:: TEXTE À LIRE ::
--------------------------------
Europe sociale : les propositions floues de la Commission européenne

Europe par Nadia Djabali

Syndicats, organisations patronales et Commission européenne doivent se rencontrer début octobre pour poursuivre la consultation sur le Socle européen des droits sociaux. Un ensemble de recommandations devraient être activées début 2017. Un texte sans propositions concrètes et qui manque d’ambition regrette la Confédération européenne des syndicats.

Simple rhétorique ou engagement réel ? C’est la question que tout un chacun pourrait se poser en lisant la prose de la Commission européenne concernant ce qu’elle intitule le « socle européen des droits sociaux. »

Cette initiative a été lancée par Jean-Claude Juncker lors de son discours sur l’état de l’Union le 9 septembre 2015. « Nous devons intensifier notre action en faveur d’un marché du travail équitable et véritablement paneuropéen », avait-il alors déclaré. Une vaste consultation sur le socle européen des droits sociaux a débuté au printemps 2016.

La CES reste circonspecte

La Confédération européenne des syndicats (CES) a dans un premier temps plutôt bien accueilli la réapparition de la thématique sociale dans le discours de la Commission. Il faut dire que le sujet a longtemps été glissé sous le tapis de la construction européenne. La Confédération a obtenu que les partenaires sociaux aient droit à une consultation spécifique. Une deuxième vague de rendez-vous des représentants des salariés et du patronat européen devrait se tenir début octobre.

La CES reste cependant très circonspecte. D’abord parce qu’elle redoute que la Commission substitue la notion de « droit du marché du travail » à celle de « droit du travail » par principe protecteur.

« Le socle européen des droits sociaux est intégré dans une rhétorique économique affirmée dans laquelle la croissance économique semble être l’objectif principal », déplore une étude de l’Etui, le centre de recherche et de formation de la CES.
--------------------------------
(Entrées de données enregistrées)

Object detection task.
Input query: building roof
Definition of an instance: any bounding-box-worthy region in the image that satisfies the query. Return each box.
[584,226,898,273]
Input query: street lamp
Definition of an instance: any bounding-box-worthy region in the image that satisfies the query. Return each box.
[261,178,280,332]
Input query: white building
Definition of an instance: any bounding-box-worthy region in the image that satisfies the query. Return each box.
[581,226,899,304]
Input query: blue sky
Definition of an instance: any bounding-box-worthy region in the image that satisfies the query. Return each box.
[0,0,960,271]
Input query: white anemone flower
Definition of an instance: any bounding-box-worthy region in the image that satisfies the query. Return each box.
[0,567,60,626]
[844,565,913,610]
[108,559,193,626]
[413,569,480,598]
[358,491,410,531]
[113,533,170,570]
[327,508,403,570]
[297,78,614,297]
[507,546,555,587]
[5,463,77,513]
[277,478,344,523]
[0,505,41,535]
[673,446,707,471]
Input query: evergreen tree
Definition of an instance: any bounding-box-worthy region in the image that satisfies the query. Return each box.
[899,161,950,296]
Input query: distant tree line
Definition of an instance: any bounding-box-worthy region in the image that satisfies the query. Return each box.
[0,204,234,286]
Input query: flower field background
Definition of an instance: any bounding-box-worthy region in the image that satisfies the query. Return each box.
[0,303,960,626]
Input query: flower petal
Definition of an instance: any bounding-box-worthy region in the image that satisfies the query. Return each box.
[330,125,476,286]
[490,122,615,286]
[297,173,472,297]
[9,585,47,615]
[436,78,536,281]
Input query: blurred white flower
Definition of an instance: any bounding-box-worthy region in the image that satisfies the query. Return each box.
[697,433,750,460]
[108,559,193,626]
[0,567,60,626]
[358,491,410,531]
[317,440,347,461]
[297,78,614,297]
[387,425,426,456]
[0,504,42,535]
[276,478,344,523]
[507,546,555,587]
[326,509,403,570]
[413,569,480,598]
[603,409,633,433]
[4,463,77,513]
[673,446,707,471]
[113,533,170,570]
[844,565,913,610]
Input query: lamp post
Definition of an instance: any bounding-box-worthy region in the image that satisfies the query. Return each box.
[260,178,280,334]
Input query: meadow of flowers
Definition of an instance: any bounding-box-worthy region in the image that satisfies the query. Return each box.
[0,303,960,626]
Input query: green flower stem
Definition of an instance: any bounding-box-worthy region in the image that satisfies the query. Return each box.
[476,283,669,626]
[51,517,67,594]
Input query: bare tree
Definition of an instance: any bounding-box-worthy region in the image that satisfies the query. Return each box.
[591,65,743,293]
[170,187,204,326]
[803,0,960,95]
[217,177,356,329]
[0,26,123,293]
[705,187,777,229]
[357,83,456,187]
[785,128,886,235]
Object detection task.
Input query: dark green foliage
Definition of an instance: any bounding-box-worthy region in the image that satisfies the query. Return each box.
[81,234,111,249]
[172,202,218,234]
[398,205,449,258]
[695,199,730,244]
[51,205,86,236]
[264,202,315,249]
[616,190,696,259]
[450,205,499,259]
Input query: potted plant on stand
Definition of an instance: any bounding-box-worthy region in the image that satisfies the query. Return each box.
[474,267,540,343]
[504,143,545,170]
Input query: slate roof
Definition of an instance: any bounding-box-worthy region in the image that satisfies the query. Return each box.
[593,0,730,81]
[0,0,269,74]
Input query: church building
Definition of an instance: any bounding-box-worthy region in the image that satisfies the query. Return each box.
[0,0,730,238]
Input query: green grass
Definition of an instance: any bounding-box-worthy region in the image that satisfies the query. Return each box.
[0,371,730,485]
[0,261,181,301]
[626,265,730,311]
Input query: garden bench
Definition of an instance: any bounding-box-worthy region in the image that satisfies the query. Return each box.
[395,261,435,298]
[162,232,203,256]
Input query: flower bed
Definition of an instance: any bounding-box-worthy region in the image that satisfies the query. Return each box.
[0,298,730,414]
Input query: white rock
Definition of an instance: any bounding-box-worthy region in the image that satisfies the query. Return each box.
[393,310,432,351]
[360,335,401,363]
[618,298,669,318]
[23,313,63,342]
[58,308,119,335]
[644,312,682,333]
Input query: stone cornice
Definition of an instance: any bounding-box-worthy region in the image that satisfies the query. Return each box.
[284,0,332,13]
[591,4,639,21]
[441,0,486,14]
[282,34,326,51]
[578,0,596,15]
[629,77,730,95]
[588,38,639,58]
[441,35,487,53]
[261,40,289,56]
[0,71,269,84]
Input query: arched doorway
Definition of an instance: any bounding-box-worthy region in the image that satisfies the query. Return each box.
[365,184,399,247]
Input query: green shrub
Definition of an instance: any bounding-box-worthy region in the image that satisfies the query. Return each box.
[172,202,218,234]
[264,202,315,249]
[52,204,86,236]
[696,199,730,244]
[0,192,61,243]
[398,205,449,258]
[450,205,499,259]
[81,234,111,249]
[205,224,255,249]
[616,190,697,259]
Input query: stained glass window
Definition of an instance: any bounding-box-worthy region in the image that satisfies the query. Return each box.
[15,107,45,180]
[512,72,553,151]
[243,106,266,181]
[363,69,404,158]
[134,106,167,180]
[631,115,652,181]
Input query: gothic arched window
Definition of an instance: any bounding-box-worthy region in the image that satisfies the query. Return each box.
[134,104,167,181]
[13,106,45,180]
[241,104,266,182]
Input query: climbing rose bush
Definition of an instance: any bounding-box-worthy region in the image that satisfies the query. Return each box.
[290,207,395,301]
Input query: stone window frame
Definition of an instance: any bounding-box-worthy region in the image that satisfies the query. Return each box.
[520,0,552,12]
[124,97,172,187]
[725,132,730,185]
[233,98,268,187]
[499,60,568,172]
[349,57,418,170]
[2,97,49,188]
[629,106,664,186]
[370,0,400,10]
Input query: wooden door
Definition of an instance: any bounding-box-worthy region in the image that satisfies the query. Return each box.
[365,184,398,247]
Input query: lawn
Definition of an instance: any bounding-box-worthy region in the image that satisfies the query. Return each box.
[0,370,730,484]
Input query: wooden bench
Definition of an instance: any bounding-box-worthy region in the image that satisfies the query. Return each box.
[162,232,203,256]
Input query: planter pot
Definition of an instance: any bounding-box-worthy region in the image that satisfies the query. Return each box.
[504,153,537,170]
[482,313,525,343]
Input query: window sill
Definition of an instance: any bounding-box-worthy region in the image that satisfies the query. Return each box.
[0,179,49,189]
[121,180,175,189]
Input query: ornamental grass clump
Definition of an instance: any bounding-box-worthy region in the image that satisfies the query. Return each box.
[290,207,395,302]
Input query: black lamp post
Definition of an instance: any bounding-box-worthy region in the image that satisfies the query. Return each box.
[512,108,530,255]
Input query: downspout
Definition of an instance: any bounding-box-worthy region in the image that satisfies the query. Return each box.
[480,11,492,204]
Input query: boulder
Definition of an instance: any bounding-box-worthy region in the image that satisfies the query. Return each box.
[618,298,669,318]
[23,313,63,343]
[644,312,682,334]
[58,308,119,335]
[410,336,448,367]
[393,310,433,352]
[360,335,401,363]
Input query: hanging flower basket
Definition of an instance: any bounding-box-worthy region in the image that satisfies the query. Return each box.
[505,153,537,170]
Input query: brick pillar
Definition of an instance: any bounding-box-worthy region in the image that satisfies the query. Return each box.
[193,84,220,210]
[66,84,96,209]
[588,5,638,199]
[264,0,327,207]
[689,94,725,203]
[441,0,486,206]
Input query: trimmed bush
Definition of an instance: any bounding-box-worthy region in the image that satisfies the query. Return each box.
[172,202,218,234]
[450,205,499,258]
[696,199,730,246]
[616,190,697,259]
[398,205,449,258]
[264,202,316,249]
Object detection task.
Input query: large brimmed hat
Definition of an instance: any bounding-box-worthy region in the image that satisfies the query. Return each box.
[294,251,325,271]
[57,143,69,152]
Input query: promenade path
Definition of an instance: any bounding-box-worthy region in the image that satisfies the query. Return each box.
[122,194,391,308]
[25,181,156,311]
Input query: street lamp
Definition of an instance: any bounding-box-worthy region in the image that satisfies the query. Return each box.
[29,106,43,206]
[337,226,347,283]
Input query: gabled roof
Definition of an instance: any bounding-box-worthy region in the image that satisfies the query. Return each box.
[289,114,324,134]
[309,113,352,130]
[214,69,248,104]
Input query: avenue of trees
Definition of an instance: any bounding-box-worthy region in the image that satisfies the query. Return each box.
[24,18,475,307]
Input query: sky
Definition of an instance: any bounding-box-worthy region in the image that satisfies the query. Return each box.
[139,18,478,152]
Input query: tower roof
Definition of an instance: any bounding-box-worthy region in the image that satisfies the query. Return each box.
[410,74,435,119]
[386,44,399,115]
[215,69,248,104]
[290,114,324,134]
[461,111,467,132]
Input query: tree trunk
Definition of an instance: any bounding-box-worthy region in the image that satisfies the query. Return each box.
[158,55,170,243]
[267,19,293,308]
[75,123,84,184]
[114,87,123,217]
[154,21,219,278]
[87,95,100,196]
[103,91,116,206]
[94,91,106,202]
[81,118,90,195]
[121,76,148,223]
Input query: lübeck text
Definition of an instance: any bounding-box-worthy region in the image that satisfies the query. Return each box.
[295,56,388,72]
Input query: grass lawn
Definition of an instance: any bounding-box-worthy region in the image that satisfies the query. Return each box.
--------------------------------
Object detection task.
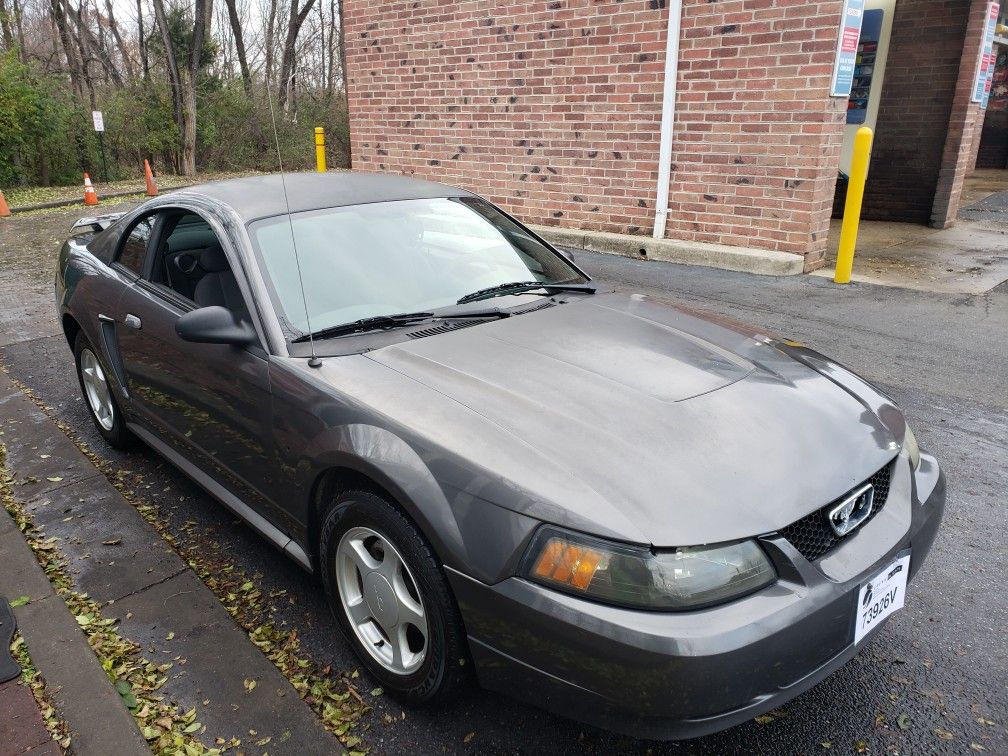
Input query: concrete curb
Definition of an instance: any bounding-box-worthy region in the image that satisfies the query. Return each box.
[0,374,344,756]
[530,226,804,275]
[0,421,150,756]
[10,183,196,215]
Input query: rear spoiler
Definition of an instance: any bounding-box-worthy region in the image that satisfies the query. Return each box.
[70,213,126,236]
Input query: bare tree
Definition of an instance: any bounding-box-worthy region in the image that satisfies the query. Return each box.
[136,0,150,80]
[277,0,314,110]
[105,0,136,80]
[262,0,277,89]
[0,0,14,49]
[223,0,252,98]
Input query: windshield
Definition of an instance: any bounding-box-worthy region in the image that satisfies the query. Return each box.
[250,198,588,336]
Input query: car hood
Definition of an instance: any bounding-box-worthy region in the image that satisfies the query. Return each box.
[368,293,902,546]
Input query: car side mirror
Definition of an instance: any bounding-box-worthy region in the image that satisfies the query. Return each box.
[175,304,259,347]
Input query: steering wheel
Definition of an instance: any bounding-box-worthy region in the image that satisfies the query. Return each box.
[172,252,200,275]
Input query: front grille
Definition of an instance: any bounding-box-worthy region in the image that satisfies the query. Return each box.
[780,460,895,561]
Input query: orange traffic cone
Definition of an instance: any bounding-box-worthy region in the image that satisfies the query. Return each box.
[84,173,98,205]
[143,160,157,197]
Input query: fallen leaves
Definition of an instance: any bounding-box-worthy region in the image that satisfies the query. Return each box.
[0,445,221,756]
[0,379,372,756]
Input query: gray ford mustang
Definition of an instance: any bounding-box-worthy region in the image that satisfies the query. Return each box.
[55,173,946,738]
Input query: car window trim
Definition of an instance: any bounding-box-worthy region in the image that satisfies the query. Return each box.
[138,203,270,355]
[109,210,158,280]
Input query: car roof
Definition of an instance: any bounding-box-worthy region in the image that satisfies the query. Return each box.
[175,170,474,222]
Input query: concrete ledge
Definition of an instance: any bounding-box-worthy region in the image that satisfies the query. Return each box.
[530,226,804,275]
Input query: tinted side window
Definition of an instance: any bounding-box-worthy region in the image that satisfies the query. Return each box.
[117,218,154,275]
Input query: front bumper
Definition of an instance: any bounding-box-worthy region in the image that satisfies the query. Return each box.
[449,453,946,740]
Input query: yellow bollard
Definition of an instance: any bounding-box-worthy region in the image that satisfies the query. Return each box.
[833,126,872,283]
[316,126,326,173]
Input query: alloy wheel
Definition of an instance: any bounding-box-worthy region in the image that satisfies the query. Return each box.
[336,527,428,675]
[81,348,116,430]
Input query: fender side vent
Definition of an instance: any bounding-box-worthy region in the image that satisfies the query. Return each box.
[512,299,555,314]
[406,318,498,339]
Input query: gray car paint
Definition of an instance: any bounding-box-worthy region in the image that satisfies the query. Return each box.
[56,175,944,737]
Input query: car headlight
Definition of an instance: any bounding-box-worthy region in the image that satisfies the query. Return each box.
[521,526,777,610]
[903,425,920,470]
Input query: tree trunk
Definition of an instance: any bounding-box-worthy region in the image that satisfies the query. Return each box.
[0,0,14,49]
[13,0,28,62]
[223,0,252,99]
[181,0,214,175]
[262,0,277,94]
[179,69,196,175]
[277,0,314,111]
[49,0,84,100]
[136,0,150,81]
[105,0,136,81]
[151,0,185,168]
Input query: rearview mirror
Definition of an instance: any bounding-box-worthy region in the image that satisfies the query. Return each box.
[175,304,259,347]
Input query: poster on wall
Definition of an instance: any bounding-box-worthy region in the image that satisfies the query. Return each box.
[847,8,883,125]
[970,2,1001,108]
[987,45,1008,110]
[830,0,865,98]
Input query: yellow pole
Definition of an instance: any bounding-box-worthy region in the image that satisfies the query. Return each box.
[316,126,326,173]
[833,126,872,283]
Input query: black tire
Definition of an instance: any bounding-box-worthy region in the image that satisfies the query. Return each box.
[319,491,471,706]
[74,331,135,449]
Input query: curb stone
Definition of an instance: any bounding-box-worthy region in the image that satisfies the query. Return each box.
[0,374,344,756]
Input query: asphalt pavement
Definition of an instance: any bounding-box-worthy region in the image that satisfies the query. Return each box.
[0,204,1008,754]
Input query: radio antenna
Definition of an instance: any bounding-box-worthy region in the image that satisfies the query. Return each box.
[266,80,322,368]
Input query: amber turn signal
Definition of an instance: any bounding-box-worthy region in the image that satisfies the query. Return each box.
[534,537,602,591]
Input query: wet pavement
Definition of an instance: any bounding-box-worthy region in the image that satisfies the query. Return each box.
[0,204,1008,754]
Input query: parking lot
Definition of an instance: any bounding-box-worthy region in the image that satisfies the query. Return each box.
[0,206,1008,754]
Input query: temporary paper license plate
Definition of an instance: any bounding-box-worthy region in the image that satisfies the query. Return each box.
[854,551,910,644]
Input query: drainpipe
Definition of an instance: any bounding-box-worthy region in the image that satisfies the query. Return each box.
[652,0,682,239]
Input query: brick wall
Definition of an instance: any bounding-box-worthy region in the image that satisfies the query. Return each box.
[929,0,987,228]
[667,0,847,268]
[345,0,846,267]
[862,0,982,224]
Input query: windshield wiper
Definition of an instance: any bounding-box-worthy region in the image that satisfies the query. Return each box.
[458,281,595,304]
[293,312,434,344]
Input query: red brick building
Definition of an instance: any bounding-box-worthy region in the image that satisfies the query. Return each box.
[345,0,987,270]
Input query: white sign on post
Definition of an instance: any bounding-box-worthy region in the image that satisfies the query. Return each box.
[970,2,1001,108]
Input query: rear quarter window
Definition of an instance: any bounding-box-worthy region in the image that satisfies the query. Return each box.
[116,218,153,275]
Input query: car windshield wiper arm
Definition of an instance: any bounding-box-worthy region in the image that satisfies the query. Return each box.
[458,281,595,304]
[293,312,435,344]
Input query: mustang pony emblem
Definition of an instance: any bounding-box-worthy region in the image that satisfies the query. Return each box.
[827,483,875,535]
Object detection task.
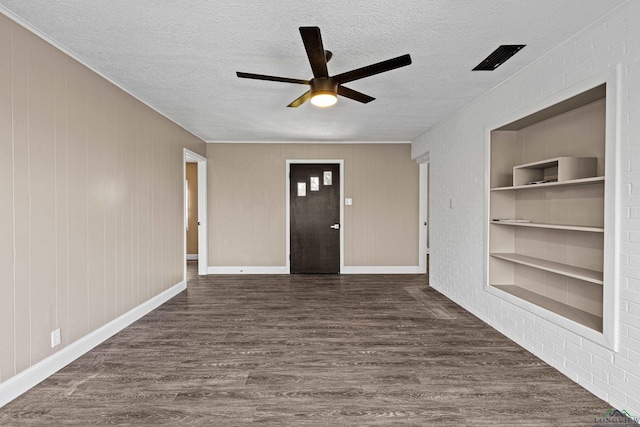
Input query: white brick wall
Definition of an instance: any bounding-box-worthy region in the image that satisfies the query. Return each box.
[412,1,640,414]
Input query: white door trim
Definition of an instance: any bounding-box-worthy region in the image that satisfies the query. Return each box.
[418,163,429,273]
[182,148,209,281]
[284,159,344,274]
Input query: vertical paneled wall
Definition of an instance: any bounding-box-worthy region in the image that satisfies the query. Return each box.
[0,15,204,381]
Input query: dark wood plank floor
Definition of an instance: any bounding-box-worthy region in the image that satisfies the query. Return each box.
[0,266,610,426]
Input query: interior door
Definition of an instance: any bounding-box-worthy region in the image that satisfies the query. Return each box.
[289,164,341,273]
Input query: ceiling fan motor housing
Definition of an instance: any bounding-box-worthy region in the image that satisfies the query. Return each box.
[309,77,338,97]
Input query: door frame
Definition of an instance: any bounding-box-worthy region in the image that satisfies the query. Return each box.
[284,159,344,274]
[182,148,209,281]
--------------------------------
:: CONSIGNE ::
Recopiez le passage du texte sur l'Europe sociale qui va de « Simple rhétorique ou » jusqu'à « au printemps 2016. », ces deux bouts compris.

:: RÉPONSE ::
Simple rhétorique ou engagement réel ? C’est la question que tout un chacun pourrait se poser en lisant la prose de la Commission européenne concernant ce qu’elle intitule le « socle européen des droits sociaux. »

Cette initiative a été lancée par Jean-Claude Juncker lors de son discours sur l’état de l’Union le 9 septembre 2015. « Nous devons intensifier notre action en faveur d’un marché du travail équitable et véritablement paneuropéen », avait-il alors déclaré. Une vaste consultation sur le socle européen des droits sociaux a débuté au printemps 2016.